**Extracted data**

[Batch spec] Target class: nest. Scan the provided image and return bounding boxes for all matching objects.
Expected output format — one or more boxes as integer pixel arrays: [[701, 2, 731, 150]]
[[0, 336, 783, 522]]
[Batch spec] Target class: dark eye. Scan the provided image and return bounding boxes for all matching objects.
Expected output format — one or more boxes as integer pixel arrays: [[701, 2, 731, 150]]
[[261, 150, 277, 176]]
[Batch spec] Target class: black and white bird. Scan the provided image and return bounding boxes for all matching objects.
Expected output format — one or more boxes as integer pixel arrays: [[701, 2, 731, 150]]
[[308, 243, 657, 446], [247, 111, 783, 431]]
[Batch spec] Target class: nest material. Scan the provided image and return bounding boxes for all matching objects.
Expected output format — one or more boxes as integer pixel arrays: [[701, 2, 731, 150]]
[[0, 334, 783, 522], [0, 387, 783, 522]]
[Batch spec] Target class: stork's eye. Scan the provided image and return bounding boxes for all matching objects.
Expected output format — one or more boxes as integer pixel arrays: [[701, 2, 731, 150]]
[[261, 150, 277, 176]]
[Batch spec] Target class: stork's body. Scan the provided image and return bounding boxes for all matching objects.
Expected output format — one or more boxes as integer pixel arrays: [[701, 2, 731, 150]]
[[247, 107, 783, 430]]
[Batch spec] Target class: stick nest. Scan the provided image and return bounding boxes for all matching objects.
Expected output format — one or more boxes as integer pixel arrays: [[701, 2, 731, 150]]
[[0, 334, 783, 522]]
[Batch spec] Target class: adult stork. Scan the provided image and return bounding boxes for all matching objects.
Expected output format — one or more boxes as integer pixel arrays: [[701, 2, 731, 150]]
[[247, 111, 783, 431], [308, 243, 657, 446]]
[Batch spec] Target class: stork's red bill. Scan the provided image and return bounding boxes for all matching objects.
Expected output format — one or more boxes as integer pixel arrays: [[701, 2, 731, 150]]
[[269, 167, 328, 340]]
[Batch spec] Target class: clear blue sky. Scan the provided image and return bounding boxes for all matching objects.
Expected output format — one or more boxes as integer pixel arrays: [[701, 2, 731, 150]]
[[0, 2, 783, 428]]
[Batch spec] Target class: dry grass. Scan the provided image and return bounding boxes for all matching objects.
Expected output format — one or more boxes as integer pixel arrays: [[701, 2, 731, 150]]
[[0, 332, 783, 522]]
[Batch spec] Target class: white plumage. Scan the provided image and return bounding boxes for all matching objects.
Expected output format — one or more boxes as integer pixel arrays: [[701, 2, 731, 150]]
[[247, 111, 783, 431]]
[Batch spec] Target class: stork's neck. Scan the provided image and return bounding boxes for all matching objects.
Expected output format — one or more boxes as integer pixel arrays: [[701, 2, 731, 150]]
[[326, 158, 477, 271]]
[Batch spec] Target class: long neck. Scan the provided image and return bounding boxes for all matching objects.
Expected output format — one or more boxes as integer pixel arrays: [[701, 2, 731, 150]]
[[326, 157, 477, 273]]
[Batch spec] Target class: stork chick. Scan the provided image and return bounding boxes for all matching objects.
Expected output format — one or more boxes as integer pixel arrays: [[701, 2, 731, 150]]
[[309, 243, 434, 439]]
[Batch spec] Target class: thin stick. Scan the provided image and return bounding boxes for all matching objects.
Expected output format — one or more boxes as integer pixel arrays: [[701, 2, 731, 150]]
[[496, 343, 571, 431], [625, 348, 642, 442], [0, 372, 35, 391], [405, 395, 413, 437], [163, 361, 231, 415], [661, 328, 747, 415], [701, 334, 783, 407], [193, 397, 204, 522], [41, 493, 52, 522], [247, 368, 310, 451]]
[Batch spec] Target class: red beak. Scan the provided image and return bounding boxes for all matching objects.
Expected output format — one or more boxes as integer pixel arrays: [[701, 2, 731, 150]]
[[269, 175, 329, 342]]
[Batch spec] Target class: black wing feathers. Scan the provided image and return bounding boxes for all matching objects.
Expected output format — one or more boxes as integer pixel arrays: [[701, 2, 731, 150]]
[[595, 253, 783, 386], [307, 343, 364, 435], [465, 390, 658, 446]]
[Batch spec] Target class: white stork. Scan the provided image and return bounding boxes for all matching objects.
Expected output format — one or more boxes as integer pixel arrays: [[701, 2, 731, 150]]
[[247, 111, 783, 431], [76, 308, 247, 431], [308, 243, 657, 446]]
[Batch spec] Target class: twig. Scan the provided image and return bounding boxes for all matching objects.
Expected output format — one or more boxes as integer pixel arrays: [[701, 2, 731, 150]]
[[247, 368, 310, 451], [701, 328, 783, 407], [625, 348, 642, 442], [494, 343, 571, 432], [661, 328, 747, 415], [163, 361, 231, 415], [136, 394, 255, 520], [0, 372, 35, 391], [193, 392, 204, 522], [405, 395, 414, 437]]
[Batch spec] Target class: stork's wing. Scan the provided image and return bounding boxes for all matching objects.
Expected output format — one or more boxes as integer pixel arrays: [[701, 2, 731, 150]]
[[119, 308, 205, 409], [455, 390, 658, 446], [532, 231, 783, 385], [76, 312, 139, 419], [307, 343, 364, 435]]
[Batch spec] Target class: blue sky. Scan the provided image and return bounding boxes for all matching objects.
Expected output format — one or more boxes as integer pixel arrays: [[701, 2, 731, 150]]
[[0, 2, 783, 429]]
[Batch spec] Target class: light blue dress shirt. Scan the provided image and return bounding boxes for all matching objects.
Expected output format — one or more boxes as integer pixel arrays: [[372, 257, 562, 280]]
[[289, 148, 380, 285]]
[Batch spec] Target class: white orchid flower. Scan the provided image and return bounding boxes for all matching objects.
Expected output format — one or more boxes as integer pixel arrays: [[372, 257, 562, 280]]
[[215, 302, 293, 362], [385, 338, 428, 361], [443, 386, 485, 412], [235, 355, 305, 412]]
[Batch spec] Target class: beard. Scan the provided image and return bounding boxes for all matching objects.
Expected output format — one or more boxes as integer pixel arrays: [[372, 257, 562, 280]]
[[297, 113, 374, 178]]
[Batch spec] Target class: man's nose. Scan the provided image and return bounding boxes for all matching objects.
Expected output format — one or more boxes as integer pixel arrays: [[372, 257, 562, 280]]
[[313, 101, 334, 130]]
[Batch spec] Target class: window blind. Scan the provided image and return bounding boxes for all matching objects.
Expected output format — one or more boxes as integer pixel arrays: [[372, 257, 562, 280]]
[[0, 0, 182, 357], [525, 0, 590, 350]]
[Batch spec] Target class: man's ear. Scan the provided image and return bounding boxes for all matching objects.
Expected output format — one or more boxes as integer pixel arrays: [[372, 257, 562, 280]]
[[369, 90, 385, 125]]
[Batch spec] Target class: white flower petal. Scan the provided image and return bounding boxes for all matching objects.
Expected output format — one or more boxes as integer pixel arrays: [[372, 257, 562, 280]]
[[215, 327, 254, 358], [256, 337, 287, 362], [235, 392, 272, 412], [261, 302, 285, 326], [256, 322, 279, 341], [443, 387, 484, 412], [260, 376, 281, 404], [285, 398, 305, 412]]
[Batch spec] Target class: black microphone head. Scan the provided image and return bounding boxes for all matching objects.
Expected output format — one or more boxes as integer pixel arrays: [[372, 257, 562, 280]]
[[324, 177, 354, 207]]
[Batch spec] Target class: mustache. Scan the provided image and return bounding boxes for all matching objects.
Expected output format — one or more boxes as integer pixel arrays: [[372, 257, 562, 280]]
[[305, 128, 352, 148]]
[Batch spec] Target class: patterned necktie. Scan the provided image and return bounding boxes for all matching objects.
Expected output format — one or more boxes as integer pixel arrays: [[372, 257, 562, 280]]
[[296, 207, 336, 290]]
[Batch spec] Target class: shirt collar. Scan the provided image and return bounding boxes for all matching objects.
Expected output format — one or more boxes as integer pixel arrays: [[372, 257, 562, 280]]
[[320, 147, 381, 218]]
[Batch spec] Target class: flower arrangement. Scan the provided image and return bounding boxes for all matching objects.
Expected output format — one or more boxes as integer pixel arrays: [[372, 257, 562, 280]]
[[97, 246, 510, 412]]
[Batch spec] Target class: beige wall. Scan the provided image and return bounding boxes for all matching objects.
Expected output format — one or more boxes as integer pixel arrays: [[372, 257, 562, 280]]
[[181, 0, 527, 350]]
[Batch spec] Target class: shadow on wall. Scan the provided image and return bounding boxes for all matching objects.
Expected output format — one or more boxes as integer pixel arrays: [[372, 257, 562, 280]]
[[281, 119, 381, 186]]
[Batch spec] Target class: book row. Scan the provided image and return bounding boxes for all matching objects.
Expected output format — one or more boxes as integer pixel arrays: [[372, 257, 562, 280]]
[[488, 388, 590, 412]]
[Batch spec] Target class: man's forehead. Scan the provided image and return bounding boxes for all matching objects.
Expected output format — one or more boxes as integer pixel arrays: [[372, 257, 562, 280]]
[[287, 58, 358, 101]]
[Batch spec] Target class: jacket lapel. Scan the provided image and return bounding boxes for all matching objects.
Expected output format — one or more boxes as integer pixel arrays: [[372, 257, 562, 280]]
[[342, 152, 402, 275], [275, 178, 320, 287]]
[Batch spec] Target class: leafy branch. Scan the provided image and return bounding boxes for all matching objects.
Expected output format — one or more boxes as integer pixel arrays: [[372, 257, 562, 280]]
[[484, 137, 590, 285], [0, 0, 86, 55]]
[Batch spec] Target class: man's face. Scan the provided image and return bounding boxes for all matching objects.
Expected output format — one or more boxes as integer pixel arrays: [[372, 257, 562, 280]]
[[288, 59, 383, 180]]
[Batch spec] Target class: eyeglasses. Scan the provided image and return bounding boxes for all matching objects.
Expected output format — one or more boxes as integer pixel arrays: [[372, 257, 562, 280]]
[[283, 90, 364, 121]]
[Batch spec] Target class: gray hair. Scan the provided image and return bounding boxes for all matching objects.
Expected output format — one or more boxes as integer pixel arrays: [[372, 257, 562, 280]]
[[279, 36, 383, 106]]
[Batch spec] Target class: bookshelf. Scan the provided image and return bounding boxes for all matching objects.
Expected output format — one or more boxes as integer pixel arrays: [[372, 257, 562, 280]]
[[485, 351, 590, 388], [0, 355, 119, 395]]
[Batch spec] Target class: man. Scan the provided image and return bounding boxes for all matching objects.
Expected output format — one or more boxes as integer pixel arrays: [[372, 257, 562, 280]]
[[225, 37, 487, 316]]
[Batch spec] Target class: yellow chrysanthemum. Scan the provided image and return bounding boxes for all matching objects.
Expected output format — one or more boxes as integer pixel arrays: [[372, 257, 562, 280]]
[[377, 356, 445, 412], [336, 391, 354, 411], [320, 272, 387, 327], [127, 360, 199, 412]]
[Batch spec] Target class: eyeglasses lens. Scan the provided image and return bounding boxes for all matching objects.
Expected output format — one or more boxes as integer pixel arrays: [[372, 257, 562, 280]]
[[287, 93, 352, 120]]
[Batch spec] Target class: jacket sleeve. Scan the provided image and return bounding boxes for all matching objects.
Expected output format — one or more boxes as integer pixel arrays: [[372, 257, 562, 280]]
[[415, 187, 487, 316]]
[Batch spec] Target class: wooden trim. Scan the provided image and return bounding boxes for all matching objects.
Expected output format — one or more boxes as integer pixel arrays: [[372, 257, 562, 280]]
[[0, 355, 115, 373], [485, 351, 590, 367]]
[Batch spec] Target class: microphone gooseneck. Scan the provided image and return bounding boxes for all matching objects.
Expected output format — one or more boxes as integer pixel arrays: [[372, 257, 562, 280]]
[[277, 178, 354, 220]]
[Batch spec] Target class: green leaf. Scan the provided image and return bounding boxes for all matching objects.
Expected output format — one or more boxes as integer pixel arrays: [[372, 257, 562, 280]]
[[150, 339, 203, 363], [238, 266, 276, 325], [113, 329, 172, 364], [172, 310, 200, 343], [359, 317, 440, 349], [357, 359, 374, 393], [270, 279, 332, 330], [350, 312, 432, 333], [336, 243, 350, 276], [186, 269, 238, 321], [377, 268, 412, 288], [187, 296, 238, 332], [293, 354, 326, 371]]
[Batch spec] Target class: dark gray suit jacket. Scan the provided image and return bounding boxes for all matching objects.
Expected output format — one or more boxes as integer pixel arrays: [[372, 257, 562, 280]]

**Problem description**
Reproduce word for word the lines of the entries above, starting at the line that contains "[Batch spec] Target class: stick" and ending at the line that contains "[[269, 167, 328, 340]]", with both of those lines included.

**Solution**
[Batch spec] Target class: stick nest. Scan the provided image and return bounding boxes for all matching objects.
Expected output format — one or more boxes as integer pixel arrays: [[701, 2, 731, 150]]
[[0, 334, 783, 522]]
[Batch spec] Target class: adult stork. Scan the provided image and return bounding boxes for all matching objects.
Expected output format — one or more boxes as integer pixel arrays: [[701, 2, 731, 150]]
[[247, 111, 783, 431], [308, 243, 657, 446]]
[Batch spec] Target class: stork's red bill. Scan the provided image and return bounding boxes for all matching objects.
Expected output format — one or more boxes as integer pixel arrays: [[701, 2, 731, 150]]
[[269, 167, 328, 340]]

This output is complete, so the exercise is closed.